* **Dataset**:
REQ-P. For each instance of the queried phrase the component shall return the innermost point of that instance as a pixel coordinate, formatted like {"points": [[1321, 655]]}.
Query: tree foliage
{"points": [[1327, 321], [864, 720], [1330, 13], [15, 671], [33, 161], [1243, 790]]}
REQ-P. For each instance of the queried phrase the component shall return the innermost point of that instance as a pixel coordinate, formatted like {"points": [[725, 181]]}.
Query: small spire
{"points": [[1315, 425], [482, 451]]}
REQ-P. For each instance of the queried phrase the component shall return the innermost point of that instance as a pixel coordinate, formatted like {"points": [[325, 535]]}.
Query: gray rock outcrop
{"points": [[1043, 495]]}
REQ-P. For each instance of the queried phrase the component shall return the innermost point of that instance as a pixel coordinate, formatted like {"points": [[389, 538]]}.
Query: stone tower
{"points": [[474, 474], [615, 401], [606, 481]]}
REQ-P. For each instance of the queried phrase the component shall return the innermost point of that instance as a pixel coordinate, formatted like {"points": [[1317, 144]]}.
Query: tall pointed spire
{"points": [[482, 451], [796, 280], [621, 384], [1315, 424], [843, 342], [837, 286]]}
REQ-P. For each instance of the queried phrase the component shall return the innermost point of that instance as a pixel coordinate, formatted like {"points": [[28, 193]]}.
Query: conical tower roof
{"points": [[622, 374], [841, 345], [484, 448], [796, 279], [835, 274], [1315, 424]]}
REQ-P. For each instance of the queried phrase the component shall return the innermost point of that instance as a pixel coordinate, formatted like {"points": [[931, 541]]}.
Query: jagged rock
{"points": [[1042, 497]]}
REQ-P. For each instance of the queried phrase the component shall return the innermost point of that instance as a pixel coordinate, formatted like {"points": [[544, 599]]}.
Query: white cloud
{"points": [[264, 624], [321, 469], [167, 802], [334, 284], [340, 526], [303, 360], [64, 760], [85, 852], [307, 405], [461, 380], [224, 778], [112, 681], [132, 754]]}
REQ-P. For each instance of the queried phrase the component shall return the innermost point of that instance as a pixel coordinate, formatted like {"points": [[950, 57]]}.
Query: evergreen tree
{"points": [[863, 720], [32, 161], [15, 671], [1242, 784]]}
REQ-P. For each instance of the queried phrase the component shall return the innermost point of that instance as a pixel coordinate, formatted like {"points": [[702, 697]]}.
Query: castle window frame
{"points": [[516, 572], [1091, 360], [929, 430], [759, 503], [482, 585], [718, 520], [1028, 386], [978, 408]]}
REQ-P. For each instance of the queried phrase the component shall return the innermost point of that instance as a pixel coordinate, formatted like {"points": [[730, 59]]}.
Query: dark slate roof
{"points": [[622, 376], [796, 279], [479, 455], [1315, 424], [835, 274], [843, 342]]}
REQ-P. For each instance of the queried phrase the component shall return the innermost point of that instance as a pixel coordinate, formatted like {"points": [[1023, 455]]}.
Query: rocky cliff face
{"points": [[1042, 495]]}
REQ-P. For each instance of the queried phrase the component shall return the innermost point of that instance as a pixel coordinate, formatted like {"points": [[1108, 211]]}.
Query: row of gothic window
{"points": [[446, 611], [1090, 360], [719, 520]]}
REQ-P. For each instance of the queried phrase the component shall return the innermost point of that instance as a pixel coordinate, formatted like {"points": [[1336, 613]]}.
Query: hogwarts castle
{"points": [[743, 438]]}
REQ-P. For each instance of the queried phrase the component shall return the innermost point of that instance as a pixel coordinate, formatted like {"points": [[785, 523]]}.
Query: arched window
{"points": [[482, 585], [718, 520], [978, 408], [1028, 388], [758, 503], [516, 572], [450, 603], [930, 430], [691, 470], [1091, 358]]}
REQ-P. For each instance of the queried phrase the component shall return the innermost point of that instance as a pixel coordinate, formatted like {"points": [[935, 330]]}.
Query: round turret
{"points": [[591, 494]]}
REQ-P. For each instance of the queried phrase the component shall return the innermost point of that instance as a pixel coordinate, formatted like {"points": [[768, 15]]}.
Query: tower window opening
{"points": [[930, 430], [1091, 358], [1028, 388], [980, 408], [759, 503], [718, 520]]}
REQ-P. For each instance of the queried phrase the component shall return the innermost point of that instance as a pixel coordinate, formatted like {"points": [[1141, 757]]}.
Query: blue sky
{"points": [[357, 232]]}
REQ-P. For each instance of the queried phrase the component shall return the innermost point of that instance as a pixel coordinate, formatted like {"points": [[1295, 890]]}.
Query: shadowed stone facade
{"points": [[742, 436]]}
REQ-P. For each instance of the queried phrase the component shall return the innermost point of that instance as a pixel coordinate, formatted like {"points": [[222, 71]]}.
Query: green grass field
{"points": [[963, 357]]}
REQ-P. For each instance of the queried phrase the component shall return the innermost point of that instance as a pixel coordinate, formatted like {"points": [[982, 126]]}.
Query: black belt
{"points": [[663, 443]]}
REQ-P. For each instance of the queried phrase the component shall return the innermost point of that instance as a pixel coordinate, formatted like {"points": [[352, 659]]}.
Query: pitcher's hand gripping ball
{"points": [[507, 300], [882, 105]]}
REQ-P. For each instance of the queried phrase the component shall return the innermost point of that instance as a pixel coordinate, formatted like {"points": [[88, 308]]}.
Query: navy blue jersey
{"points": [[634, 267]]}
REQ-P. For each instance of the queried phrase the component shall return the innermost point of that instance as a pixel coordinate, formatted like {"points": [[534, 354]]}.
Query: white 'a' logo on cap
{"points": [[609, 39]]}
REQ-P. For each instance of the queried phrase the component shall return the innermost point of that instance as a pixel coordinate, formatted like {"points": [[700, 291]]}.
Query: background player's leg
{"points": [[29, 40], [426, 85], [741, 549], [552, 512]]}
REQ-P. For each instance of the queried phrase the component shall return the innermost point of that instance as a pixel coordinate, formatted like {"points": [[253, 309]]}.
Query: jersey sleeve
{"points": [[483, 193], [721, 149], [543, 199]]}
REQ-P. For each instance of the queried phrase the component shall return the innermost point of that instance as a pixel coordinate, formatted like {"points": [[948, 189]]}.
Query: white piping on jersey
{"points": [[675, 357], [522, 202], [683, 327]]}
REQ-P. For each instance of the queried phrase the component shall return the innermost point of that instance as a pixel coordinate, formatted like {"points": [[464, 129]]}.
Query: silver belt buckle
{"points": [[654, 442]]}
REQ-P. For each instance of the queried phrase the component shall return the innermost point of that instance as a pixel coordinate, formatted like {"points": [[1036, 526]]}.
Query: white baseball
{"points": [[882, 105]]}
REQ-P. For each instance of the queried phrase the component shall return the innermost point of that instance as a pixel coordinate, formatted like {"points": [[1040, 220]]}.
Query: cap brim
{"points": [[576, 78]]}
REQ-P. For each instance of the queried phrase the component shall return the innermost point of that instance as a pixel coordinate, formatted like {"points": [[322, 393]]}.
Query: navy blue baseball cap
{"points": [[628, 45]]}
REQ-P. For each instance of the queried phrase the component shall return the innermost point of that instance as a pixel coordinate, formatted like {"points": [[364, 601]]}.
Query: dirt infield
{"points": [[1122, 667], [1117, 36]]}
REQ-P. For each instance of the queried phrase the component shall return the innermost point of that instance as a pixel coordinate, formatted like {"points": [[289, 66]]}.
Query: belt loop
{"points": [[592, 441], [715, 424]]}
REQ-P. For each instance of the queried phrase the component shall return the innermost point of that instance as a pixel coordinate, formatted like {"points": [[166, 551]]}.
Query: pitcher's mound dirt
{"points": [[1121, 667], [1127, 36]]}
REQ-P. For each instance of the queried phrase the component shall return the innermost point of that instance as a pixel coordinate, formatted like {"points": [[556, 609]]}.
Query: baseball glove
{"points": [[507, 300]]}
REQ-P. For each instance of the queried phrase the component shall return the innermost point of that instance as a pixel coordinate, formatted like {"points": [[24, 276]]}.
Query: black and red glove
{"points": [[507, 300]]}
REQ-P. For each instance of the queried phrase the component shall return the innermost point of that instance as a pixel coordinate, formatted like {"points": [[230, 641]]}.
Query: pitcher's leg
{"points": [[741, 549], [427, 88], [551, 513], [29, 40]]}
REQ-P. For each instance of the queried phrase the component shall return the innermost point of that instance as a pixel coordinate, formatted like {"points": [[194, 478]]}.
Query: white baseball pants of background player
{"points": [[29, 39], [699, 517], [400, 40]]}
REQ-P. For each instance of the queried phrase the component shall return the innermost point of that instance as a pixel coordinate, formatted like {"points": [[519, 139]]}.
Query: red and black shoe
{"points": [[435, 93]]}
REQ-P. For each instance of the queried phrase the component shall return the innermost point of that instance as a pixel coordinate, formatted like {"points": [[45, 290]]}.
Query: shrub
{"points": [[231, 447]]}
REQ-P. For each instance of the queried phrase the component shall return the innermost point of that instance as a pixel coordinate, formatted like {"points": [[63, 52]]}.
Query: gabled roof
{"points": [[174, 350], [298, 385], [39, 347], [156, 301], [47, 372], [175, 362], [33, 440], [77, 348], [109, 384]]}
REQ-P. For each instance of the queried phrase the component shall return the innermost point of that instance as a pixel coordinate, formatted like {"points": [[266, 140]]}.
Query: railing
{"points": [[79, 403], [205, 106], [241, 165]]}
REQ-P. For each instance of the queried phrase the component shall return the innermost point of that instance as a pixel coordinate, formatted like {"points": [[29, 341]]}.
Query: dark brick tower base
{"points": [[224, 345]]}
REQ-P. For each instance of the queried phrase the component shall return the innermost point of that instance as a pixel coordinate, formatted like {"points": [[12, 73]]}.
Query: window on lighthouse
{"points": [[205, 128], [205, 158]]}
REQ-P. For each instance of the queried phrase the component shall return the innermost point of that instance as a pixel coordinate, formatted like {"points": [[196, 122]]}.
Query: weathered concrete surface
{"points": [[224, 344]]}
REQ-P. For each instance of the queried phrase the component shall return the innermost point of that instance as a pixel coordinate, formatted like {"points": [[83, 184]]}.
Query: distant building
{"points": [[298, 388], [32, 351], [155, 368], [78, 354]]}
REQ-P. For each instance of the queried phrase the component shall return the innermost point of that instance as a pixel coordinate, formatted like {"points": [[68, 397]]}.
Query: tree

* **Description of the task**:
Pick out each line of the records that contains the word "roof", and copy those lines.

* **Task response**:
Query: conical tower roof
Query: dark slate roof
Query: gabled roof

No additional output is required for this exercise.